I didn’t think it would happen to me.

I love teaching.  I love the part where a student struggles with a difficult concept and then stands a little taller when he has mastered that concept.  I love being present while young people traverse the rough terrain of adolescence and emerge as confident young adults.  I love being a guide for those journeys.  I love watching a student come alive and grow in excitement once she finds something she is passionate about.  I love school holidays and summers off.  I love back-to-school sales and the smell of freshly sharpened pencils and the crisp feel of new college-ruled loose-leaf paper.  I love the possibilities that August brings.

But. . .

When I signed out on my last day in June 2017, the thought of being back in that space in just a few short weeks sent me home with a feeling of dread rather than the usual anticipation of morning coffee on my deck with a good book for the next 8 weeks (has anyone noticed that summers are getting shorter?).  None of my frustrations about teaching or my anxiety about returning in the fall had anything to do with students:  I was burned out by a toxic climate; by a system of reward and punishment that lacked clear rules about how one might earn favor or how long that favor might last; by promises made and not kept; by poor performance and lack of accountability being protected; by a lack of support and cooperation among staff; by an arbitrary evaluation system that doesn’t award points for heart and for children loved and children saved but deducts points for measurable yet inconsequential benchmarks; by moving targets; and by the childish back-biting by professionals who should be building each other up rather than tearing each other down out of jealousy and spite; by testing. Enough with the testing! So, I quit. I didn’t transfer to another district, nor did I leave the profession to begin another career.  I just walked away.

Ask me if I regret it.  Go ahead, ask.

No. Not even a little.

I spent the summer getting reacquainted with my family.  I read 75 books that had been on my shelf, waiting.  I binge watched all the shows on my watchlist and DVR.  I spent more time in the barn and more time at the beach.  I went to Disney World. But most of all, I had the luxury of time to spend with my dad who is suffering from Alheizmer’s and Dementia.  It was killing me to watch him slip away. . . a little less my dad each time I saw him.  Quitting my job allowed me to be fully present for him and to ease the burden for my mom.

Is it scary?  A little.  But I’ve noticed that your friends and family will support you and help you.  I’d never asked, of course, because I was afraid all that time that they’d discover I wasn’t fabulous. Guess what?  I wasn’t fooling anyone:  they all knew I was miserable and were just waiting for me to admit it to myself.  It wasn’t too long before a former colleague reached out to ask if I was interested in working with her.  More on that in another post.

The moral of the story is: do it.  Ask yourself the following questions and weigh them against your fear of leaving.  More information on Teacher Burnout and help in transitioning can be found here:

  1. Do you dread going to work? Do you feel anxious or depressed on Sunday night before Monday morning?
  2. Do you feel stuck and unhappy because you don’t see room for advancement or promotion in your field?

# [What is needed]
Reproduce the passage of the post about quitting teaching between "I didn’t think" and "that August brings.", inclusive, substituting "crayons" for "pencils".

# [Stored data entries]
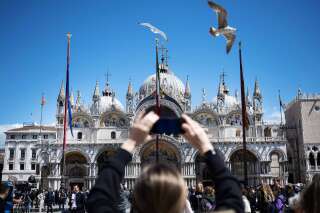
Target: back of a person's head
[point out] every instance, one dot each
(310, 201)
(159, 189)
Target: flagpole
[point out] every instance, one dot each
(65, 113)
(40, 132)
(157, 98)
(280, 103)
(244, 119)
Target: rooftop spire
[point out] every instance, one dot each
(107, 91)
(130, 89)
(256, 92)
(222, 89)
(96, 92)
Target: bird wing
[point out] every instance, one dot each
(221, 12)
(230, 37)
(154, 30)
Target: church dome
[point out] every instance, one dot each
(170, 84)
(107, 103)
(229, 101)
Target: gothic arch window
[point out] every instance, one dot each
(80, 122)
(311, 159)
(113, 135)
(79, 136)
(275, 164)
(267, 132)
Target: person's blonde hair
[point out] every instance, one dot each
(160, 188)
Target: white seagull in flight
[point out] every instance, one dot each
(154, 29)
(223, 28)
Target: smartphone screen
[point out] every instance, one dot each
(168, 126)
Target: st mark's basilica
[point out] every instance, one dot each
(101, 128)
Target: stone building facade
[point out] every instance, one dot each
(100, 129)
(303, 125)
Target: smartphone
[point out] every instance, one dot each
(168, 126)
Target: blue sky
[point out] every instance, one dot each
(280, 48)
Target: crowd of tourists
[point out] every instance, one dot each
(268, 198)
(161, 188)
(42, 200)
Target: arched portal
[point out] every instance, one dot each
(168, 154)
(237, 166)
(76, 170)
(45, 172)
(165, 112)
(203, 174)
(103, 157)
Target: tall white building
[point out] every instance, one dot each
(303, 125)
(102, 128)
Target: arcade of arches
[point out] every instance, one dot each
(78, 169)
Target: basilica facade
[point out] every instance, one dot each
(99, 130)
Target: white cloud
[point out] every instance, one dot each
(274, 116)
(5, 127)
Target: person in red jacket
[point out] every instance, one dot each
(160, 188)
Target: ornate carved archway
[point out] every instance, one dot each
(168, 154)
(237, 166)
(103, 157)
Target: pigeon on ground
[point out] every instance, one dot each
(223, 28)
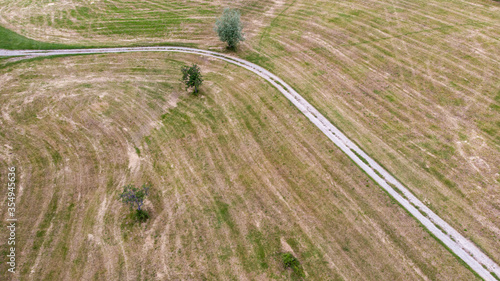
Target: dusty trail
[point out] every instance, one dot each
(459, 245)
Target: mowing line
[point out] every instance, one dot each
(485, 267)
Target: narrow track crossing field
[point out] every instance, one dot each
(459, 245)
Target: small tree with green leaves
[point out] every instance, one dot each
(191, 76)
(134, 197)
(229, 28)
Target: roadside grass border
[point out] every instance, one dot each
(361, 158)
(11, 40)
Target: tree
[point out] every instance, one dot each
(229, 27)
(134, 197)
(191, 76)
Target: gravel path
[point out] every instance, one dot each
(459, 245)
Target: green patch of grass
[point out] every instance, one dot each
(13, 41)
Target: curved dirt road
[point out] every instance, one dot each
(459, 245)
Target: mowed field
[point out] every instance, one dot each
(239, 176)
(414, 83)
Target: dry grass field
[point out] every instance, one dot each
(239, 177)
(414, 83)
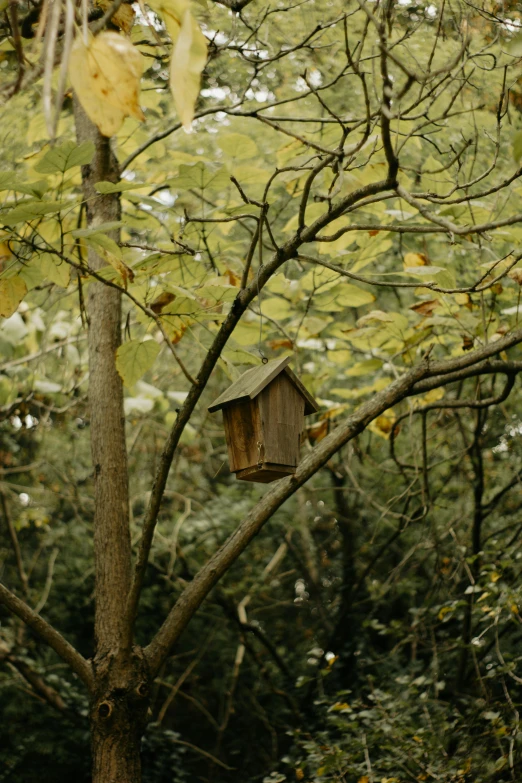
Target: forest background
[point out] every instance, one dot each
(349, 195)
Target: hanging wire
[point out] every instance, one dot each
(264, 359)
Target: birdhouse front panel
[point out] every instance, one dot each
(242, 433)
(263, 414)
(282, 418)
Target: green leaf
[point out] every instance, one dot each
(238, 146)
(31, 211)
(102, 240)
(276, 308)
(515, 46)
(55, 270)
(89, 232)
(364, 368)
(517, 146)
(59, 159)
(10, 180)
(12, 291)
(352, 296)
(200, 176)
(134, 358)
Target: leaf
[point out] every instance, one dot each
(55, 270)
(415, 259)
(172, 13)
(30, 210)
(517, 146)
(383, 424)
(134, 358)
(105, 74)
(107, 249)
(66, 156)
(516, 275)
(188, 60)
(238, 146)
(117, 187)
(10, 180)
(99, 229)
(124, 16)
(515, 46)
(353, 296)
(199, 175)
(162, 301)
(364, 368)
(12, 291)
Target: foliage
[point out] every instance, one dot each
(371, 631)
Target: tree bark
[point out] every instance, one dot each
(120, 695)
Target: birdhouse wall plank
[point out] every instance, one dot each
(243, 432)
(281, 409)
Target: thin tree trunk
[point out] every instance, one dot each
(121, 680)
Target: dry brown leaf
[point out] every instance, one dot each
(516, 275)
(425, 308)
(162, 301)
(105, 74)
(124, 16)
(276, 345)
(189, 57)
(415, 259)
(12, 291)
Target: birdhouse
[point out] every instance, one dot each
(263, 413)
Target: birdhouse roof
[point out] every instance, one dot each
(253, 381)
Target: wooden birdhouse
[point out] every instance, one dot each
(263, 413)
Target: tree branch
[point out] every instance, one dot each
(50, 635)
(209, 574)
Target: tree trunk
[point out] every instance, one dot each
(119, 718)
(121, 691)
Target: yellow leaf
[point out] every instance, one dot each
(444, 611)
(462, 299)
(172, 12)
(124, 16)
(12, 291)
(383, 424)
(5, 254)
(415, 259)
(434, 395)
(516, 275)
(105, 74)
(188, 60)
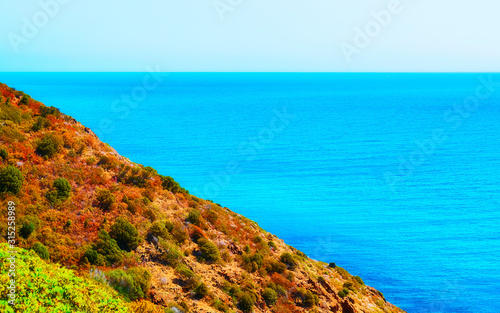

# [Problem solution]
I didn’t think it would happen to me.

I love teaching.  I love the part where a student struggles with a difficult concept and then stands a little taller when he has mastered that concept.  I love being present while young people traverse the rough terrain of adolescence and emerge as confident young adults.  I love being a guide for those journeys.  I love watching a student come alive and grow in excitement once she finds something she is passionate about.  I love school holidays and summers off.  I love back-to-school sales and the smell of freshly sharpened crayons and the crisp feel of new college-ruled loose-leaf paper.  I love the possibilities that August brings.